What the task asks
Retype every line from the start of the entries below down to the line with "armrest in this picture.", both ends included; skip the pictures.

[Collected data entries]
_ _ _ _ _ _ _
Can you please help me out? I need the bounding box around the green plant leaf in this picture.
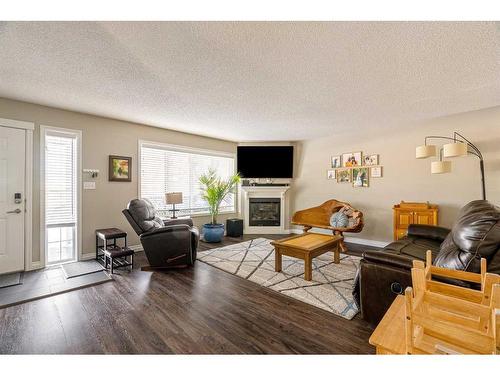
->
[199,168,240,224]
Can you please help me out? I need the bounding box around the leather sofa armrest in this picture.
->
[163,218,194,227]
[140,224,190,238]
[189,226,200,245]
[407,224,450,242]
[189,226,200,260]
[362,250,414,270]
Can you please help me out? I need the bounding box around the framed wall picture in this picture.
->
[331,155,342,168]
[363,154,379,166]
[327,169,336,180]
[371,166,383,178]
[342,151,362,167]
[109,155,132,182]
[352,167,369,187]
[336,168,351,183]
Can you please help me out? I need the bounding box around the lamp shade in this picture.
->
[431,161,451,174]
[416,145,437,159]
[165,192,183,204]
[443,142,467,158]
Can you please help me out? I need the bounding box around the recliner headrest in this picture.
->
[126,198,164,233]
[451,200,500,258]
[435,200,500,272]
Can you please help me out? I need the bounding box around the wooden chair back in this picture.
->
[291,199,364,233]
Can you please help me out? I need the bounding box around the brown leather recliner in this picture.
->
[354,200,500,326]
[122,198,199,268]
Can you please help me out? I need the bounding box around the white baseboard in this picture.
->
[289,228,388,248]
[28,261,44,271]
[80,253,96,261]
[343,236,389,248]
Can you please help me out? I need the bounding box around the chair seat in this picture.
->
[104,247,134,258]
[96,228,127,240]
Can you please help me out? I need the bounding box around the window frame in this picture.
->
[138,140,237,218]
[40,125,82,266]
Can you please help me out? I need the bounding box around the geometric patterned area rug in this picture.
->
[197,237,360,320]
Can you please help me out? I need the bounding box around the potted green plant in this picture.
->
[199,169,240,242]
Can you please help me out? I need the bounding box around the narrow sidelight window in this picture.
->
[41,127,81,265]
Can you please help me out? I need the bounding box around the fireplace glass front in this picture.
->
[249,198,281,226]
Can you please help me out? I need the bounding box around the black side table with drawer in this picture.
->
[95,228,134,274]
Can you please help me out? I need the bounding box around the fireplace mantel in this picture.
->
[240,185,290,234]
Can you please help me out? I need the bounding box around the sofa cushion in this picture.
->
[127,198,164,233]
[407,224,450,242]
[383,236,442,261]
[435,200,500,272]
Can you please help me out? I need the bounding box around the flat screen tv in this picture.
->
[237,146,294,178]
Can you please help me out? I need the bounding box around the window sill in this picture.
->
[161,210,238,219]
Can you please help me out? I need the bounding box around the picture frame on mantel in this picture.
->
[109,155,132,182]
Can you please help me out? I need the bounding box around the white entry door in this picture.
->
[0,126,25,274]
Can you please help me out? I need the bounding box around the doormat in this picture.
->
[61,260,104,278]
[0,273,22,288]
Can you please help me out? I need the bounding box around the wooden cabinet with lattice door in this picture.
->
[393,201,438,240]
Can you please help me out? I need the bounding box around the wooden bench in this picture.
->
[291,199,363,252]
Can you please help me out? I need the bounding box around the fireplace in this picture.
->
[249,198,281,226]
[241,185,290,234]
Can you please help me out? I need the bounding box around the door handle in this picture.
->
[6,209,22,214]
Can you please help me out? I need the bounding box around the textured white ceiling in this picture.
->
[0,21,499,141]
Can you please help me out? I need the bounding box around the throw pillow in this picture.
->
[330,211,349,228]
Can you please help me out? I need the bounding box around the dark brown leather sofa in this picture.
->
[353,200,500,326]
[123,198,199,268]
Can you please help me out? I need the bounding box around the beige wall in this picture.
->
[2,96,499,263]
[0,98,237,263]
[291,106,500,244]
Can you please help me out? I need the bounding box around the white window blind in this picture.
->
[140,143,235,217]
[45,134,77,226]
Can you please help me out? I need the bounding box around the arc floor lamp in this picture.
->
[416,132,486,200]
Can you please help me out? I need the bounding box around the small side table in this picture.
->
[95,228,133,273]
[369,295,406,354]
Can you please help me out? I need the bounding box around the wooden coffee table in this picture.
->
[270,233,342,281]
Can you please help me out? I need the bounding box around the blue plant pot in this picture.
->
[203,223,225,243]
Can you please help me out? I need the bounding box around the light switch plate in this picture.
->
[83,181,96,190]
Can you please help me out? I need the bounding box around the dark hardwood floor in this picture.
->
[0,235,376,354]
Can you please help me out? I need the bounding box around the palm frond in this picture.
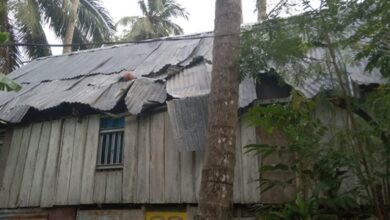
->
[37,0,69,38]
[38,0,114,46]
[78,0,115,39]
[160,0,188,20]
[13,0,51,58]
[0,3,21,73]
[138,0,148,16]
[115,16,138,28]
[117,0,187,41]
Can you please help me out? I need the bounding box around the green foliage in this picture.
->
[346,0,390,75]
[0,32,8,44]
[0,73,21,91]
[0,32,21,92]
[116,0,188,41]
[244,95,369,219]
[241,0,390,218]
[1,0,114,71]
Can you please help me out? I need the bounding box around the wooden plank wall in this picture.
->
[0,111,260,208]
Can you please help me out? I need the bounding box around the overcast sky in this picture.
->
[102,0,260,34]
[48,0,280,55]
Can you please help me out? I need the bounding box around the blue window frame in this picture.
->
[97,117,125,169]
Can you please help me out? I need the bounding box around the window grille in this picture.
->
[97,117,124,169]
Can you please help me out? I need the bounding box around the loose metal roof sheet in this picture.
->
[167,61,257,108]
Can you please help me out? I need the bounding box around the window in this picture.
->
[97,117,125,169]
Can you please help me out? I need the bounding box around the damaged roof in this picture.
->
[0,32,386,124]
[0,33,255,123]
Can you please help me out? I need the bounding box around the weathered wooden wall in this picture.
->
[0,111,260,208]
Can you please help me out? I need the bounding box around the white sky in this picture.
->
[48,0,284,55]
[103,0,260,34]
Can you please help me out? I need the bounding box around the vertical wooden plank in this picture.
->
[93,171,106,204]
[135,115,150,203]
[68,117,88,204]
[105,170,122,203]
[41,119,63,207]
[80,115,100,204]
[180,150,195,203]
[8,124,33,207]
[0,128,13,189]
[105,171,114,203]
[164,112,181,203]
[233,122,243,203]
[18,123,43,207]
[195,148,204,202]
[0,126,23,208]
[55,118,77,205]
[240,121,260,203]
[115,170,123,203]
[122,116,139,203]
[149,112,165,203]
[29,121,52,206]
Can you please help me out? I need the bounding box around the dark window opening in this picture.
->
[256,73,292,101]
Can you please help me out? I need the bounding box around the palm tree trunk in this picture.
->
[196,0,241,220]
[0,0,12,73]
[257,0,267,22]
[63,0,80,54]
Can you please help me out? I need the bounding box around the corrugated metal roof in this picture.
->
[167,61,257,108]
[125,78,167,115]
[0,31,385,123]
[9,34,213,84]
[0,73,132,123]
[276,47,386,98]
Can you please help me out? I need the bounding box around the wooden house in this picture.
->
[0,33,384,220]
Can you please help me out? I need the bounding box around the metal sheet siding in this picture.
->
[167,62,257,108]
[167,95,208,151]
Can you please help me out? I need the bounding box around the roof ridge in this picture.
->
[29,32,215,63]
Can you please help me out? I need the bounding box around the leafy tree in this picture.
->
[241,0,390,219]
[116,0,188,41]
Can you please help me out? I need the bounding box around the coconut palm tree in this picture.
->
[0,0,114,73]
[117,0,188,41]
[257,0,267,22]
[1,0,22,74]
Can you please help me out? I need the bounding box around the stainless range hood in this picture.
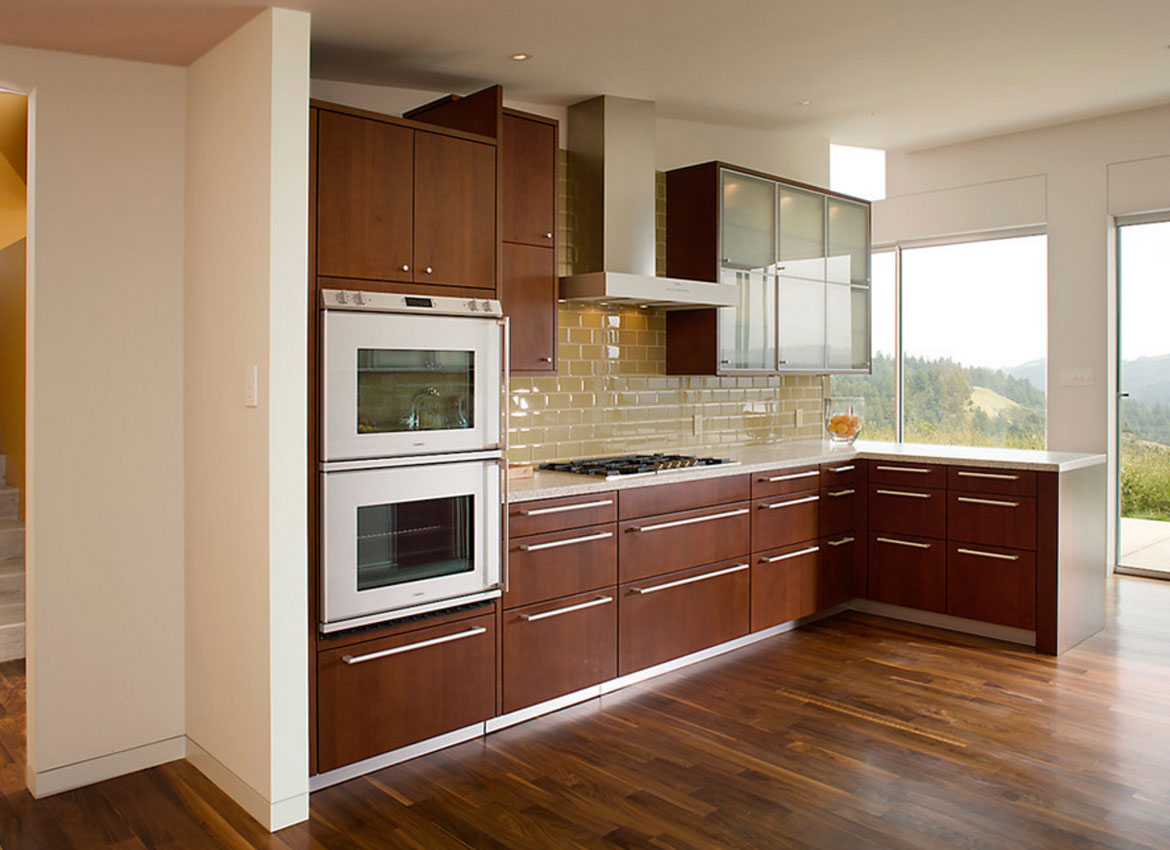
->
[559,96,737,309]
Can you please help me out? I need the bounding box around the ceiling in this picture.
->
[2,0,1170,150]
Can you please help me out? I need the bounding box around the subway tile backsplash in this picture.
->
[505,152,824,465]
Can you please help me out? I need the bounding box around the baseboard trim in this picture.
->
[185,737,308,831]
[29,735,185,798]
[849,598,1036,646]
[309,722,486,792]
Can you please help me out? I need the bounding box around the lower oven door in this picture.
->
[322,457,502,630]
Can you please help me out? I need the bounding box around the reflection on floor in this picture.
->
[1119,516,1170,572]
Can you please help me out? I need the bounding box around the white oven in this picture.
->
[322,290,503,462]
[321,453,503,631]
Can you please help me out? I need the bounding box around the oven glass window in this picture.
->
_ _ _ _ _ _ _
Exercise result
Can you please help me out? I need the bounding box around the green plant leaf in this picture.
->
[199,168,240,224]
Can you please help me out? I need the bounding box around the leather sofa armrest in this picture.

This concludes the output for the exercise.